■ **EXCERPTED TEXT**:
######

What I have a problem with is the overall substance of the show as a whole, as an entire work, has become something so different from what I became initially invested in and intrigued by that it’s hard not to see small inconsistencies that arise from it as glaring faults. While something individual like the Doctor making decisions different from what he might have before aren’t necessarily a problem, the narrative support (or lack thereof) for those decisions make the show seem out of its own character. The show doesn’t act as a structured work and it leads to plot devices like these feeling wrong and out of place.
And the shift that Moffat has caused the show to make also results in a portrayal of the Doctor that, within the show’s established behavioural structure, comes off as something like a betrayal. It has to do with the execution of the Doctor and how the character “feels” that’s so different. Though I do have specific issues with Matt Smith’s Doctor, and how he behaves, it’s how Moffat has handled the show that’s causing these problems in the first place. I’m okay with the show changing, so long as it’s the same show I’m watching, and so long as the changes serve a meaningful narrative purpose. I don’t really get that feeling from Moffat.
So when I say things like “the Doctor wouldn’t do that”, I don’t mean he never would or never could. I mean that the show, as it is being written now, compared to how I’ve come to view it, as part of the audience, is giving me neither believable justification as to why he would, nor believable internal reasoning for the character’s decisions. It’s a powerful stress in verisimilitude throughout the show’s recent seasons more than an outright break in canon.
I can’t deny that Moffat’s showrunning is subpar and that there have been huuuge moments of breaking verisimilitude, lacks of justification, &c., but I also can’t stand Davies’ Who being used as the standard.

######

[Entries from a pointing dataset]
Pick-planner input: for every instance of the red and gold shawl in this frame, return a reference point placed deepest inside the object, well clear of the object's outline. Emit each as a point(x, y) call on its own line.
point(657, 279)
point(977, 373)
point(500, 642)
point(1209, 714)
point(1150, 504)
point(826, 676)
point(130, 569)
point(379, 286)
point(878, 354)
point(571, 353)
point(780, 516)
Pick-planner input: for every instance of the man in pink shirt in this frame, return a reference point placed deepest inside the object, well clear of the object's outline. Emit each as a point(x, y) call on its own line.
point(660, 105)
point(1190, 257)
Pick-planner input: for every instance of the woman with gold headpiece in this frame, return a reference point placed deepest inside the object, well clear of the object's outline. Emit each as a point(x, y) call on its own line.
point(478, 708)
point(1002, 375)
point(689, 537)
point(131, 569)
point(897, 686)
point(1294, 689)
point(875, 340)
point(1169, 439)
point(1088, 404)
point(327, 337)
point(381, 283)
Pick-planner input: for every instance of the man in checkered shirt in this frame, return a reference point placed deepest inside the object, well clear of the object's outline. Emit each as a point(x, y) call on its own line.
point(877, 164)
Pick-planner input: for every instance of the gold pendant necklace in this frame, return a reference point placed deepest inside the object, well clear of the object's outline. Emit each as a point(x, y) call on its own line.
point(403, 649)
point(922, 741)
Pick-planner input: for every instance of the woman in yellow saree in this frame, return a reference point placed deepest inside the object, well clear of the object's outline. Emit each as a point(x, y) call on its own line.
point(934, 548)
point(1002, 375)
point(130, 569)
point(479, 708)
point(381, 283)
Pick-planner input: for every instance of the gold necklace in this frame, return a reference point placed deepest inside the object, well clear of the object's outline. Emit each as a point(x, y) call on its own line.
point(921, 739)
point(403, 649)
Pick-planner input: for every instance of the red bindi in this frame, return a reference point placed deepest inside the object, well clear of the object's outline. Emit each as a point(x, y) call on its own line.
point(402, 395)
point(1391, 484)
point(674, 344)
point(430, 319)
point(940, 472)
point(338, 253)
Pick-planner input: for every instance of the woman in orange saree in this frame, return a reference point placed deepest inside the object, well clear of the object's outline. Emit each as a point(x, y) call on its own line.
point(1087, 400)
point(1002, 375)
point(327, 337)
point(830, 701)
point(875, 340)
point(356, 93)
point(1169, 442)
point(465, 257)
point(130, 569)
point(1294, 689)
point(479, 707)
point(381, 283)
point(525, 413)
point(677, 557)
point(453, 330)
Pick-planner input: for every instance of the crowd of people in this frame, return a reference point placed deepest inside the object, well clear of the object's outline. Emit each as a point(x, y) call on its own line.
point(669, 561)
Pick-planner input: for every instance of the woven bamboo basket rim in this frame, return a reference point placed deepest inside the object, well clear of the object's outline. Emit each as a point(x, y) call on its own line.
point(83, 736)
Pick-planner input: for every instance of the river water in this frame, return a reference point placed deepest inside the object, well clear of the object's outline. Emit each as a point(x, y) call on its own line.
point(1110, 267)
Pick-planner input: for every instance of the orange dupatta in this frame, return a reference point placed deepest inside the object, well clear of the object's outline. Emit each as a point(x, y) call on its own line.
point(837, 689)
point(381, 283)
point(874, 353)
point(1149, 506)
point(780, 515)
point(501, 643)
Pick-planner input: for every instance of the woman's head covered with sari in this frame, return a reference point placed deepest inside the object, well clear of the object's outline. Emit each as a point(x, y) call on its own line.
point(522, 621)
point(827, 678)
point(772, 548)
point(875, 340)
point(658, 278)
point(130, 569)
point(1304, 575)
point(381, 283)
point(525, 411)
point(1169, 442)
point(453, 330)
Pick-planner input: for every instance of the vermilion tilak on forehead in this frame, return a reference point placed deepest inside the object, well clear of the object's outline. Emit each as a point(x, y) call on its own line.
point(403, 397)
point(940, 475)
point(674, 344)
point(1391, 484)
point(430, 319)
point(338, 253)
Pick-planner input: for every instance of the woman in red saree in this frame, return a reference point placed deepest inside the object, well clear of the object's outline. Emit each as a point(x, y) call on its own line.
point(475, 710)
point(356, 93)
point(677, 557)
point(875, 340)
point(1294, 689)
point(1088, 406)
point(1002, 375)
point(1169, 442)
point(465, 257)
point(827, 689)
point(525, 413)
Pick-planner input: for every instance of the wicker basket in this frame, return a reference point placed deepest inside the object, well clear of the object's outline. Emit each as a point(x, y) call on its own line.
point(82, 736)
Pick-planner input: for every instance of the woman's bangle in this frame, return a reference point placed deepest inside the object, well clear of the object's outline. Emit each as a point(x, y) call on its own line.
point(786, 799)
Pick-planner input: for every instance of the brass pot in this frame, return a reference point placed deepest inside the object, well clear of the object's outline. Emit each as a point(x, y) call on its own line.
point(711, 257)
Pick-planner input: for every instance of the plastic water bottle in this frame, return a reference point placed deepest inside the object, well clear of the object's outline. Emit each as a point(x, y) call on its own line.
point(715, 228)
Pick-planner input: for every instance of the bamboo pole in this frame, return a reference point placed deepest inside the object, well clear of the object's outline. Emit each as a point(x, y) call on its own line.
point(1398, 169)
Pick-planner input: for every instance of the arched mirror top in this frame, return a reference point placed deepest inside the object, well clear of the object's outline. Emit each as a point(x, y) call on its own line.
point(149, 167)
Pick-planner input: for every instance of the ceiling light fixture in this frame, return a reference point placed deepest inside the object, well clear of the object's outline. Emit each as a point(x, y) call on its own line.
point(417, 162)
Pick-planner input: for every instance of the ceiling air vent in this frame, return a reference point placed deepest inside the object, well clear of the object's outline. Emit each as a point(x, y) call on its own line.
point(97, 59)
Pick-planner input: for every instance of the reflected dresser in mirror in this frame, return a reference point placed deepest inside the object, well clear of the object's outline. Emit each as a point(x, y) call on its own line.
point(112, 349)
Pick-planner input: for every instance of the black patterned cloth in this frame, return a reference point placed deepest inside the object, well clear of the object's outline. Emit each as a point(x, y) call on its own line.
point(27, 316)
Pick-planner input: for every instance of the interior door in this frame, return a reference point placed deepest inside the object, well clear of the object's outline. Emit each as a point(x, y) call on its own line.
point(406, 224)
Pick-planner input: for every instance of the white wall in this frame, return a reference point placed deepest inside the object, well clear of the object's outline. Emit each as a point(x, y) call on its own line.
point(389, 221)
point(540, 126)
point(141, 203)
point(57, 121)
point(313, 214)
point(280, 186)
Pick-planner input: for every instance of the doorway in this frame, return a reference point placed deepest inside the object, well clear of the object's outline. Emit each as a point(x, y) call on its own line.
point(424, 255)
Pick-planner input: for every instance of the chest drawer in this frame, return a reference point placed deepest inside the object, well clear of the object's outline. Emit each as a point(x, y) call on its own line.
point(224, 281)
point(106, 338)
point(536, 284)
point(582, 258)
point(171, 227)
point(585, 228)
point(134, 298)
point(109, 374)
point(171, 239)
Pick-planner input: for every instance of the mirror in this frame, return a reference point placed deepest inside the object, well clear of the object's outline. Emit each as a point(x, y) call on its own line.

######

■ **OBJECTIVE**:
Reproduce the passage of the Doctor Who commentary between "So when I say" and "break in canon.", inclusive.

■ **THE COMPLETED TASK**:
So when I say things like “the Doctor wouldn’t do that”, I don’t mean he never would or never could. I mean that the show, as it is being written now, compared to how I’ve come to view it, as part of the audience, is giving me neither believable justification as to why he would, nor believable internal reasoning for the character’s decisions. It’s a powerful stress in verisimilitude throughout the show’s recent seasons more than an outright break in canon.